JEUNESSE MRE : UNE DÉMARCHE ILLÉGITIME DE LA MINISTRE DÉLÉGUÉE, CHARGEE DES MRE
Par Abdelkrim Belguendouz
Universitaire à Rabat, chercheur en migration
La troisième édition de l’Université d’hiver des jeunes Marocains du monde, s’est tenue à Ifrane du 21 au 23 décembre 2019, à l’initiative du ministère délégué auprès du ministre des affaires étrangères, de la coopération africaine et des Marocains résidant à l’étranger, chargé des MRE, en partenariat avec l’Université Al Akhawayn d’Ifrane.
Placée officiellement dans le cadre d’une part, de «la mise en œuvre de la stratégie nationale pour les MRE », alors que cette stratégie n’existe pas et d’autre part sous le signe du «vivre ensemble», thème constant lancé depuis 2017 par le précédent ministre délégué chargé des Marocains résidant à l’étranger et des Affaires de la migration (Abdelkrim Benatiq), cette rencontre a vu la participation d’une centaine de jeunes MRE venant de 9 pays d’accueil (Algérie, Belgique, Canada, Espagne, France, Italie, Pays-Bas, Royaume Uni, Tunisie), ainsi que des étudiants de l’Université Al Akhawayn.
Plusieurs messages forts ont été développés. Le premier est relatif aux valeurs civilisationnelles marocaines basées sur la paix, la tolérance, l’ouverture, l’acceptation et le respect de l’autre. Le second, traité de manière très discutable voir irrecevable, est relatif aux «principes de citoyenneté ».
Concernant ce dernier volet, comme le montre une vidéo relative à la séance d’ouverture de l’Université d’hiver, publiée officiellement sur le compte Facebook, ainsi que sur le site officiel du département chargé des MRE, le ton et l’orientation furent donnés de manière très problématique par Nezha El Ouafi, ministre déléguée auprès du ministre des affaires étrangères, de la coopération africaine et des Marocains résidant à l’étranger, chargée des Marocains résidant à l’étranger.

> **CONSIGNE**: Recopiez le passage de l'article ci-dessus sur la jeunesse MRE qui commence aux mots « JEUNESSE MRE : UNE » et se termine après « Al Akhawayn d’Ifrane. ».

> **ENREGISTREMENTS**:
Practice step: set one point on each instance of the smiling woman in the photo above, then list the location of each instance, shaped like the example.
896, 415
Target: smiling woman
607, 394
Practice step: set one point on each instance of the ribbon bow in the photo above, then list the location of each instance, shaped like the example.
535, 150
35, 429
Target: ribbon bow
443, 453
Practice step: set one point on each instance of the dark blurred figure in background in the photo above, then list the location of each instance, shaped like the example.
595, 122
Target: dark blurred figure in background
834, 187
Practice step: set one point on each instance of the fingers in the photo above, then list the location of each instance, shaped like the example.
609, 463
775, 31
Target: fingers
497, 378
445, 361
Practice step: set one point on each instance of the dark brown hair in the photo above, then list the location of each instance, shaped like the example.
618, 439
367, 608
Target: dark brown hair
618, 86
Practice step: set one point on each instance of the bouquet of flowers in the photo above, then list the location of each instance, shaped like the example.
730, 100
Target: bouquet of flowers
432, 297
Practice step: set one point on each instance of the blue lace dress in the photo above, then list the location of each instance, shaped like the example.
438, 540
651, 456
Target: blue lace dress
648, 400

--

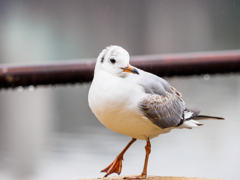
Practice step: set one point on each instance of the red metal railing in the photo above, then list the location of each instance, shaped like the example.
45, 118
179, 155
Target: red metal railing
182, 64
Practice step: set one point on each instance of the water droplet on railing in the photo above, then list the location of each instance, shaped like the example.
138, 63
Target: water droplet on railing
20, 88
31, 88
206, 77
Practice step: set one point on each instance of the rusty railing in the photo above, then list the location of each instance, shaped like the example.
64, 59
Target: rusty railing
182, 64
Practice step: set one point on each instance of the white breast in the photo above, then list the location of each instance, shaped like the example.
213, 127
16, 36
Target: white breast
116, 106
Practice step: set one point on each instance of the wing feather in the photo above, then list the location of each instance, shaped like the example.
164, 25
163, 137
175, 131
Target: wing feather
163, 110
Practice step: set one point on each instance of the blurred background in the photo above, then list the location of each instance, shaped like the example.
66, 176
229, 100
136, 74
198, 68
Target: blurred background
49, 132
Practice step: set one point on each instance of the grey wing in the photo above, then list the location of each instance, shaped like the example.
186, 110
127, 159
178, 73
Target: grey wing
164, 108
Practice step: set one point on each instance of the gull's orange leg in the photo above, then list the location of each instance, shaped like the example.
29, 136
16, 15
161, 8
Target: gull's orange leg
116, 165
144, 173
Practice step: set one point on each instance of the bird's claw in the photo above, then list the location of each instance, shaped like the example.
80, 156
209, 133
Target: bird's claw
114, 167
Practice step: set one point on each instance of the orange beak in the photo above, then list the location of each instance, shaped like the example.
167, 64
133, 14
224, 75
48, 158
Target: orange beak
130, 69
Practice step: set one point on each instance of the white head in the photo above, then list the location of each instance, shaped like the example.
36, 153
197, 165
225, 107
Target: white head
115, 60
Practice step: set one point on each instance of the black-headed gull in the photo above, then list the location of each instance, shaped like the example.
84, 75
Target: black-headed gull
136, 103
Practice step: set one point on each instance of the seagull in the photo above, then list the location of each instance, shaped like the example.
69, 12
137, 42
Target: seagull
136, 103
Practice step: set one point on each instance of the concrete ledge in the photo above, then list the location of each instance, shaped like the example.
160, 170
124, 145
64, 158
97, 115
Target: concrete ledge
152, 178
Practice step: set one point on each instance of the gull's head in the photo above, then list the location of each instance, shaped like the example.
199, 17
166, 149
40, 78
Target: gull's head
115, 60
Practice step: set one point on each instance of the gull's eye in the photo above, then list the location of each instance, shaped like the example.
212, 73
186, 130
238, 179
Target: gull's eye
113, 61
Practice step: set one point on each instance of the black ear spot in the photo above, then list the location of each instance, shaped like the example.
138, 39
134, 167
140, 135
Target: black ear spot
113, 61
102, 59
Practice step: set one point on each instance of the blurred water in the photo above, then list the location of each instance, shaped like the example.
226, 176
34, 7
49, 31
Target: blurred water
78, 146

---

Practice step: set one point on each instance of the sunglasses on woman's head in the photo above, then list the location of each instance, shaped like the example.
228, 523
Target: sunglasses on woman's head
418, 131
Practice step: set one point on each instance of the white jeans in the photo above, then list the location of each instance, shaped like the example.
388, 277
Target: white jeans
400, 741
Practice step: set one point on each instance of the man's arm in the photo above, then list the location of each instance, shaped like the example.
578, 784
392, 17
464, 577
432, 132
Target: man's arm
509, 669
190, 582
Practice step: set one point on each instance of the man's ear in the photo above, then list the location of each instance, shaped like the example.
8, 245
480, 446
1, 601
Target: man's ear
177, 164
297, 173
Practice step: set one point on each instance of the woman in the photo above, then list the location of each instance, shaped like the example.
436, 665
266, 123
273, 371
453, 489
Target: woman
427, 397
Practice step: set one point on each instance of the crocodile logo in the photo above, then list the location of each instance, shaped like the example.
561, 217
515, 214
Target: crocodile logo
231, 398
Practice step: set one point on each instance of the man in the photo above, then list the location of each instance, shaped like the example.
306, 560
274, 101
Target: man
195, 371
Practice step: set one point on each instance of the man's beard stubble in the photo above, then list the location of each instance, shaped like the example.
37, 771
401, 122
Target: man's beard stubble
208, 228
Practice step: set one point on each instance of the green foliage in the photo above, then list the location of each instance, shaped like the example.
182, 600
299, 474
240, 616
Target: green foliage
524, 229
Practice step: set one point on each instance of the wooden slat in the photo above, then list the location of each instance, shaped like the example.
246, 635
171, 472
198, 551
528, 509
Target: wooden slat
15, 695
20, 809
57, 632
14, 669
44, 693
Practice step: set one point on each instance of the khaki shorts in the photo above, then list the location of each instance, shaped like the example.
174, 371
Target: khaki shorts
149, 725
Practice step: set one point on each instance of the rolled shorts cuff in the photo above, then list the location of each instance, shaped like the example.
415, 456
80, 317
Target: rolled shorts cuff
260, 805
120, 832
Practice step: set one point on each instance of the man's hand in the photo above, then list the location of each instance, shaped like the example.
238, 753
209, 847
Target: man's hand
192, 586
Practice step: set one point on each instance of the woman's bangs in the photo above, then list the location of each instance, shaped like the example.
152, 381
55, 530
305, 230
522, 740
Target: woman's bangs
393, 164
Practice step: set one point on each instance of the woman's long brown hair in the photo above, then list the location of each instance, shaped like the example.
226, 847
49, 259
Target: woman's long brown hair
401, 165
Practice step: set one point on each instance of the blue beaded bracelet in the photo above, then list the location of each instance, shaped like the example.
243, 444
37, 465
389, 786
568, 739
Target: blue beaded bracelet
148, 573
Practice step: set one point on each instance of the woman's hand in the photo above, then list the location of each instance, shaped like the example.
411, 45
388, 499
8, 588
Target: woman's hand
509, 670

> **CORRIGÉ COMPLET**:
JEUNESSE MRE : UNE DÉMARCHE ILLÉGITIME DE LA MINISTRE DÉLÉGUÉE, CHARGEE DES MRE
Par Abdelkrim Belguendouz
Universitaire à Rabat, chercheur en migration
La troisième édition de l’Université d’hiver des jeunes Marocains du monde, s’est tenue à Ifrane du 21 au 23 décembre 2019, à l’initiative du ministère délégué auprès du ministre des affaires étrangères, de la coopération africaine et des Marocains résidant à l’étranger, chargé des MRE, en partenariat avec l’Université Al Akhawayn d’Ifrane.